### Task prompt
Gather every line in the material that contains the string "blue", treating case as significant.

[Source records]

- - -

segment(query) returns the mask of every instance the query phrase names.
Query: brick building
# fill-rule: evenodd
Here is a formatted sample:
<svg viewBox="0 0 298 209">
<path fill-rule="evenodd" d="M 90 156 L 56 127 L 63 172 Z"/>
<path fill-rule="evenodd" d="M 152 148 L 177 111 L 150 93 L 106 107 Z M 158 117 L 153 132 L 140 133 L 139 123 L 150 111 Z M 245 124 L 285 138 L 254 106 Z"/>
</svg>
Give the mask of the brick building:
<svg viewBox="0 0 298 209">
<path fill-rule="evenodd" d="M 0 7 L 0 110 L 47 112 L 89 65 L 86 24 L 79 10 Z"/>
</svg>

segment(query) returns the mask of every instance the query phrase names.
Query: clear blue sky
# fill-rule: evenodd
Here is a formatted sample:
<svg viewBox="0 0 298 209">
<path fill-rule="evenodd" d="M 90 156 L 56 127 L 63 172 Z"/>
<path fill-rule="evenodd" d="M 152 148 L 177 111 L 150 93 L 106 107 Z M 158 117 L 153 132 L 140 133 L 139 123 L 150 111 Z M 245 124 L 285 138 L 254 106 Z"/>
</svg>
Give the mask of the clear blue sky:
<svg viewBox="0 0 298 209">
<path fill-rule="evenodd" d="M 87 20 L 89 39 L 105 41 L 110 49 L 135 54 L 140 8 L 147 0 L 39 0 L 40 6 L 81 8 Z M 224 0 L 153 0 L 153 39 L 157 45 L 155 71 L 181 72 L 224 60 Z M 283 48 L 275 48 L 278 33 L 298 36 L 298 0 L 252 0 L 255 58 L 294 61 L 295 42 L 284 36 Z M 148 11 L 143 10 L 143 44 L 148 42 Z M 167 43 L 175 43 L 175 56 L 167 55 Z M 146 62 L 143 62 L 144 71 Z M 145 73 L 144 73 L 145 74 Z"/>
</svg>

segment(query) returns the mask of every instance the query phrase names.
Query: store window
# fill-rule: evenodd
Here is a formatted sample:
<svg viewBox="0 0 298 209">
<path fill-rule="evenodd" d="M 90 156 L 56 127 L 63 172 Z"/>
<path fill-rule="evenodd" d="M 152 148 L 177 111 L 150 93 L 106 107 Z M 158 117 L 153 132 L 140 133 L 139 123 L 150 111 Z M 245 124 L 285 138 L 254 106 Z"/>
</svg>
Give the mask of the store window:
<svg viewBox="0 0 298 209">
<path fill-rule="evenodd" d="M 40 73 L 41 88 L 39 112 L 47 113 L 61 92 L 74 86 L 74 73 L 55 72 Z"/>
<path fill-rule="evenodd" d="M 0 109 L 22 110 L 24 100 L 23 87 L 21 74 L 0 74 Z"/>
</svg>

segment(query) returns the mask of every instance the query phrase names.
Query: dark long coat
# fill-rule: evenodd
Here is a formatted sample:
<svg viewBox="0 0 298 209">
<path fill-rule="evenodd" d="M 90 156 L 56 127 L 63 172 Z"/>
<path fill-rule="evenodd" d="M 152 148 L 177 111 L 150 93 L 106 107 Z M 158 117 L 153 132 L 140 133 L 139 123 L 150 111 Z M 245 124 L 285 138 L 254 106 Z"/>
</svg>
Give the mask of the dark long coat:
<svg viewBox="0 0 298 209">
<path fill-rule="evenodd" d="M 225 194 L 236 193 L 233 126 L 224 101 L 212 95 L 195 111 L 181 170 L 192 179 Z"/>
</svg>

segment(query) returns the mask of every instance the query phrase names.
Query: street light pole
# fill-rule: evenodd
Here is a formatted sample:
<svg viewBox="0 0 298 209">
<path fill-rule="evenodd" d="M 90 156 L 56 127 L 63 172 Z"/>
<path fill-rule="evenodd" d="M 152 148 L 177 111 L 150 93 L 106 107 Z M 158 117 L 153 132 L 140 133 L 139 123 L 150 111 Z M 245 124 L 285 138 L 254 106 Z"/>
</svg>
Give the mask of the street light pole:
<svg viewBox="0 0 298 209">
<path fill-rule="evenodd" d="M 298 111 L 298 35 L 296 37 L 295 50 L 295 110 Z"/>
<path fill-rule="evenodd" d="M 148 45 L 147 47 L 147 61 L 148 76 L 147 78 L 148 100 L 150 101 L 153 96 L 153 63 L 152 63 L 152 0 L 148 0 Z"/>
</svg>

- - -

### Solution to this exercise
Query: clear blue sky
Give the mask of the clear blue sky:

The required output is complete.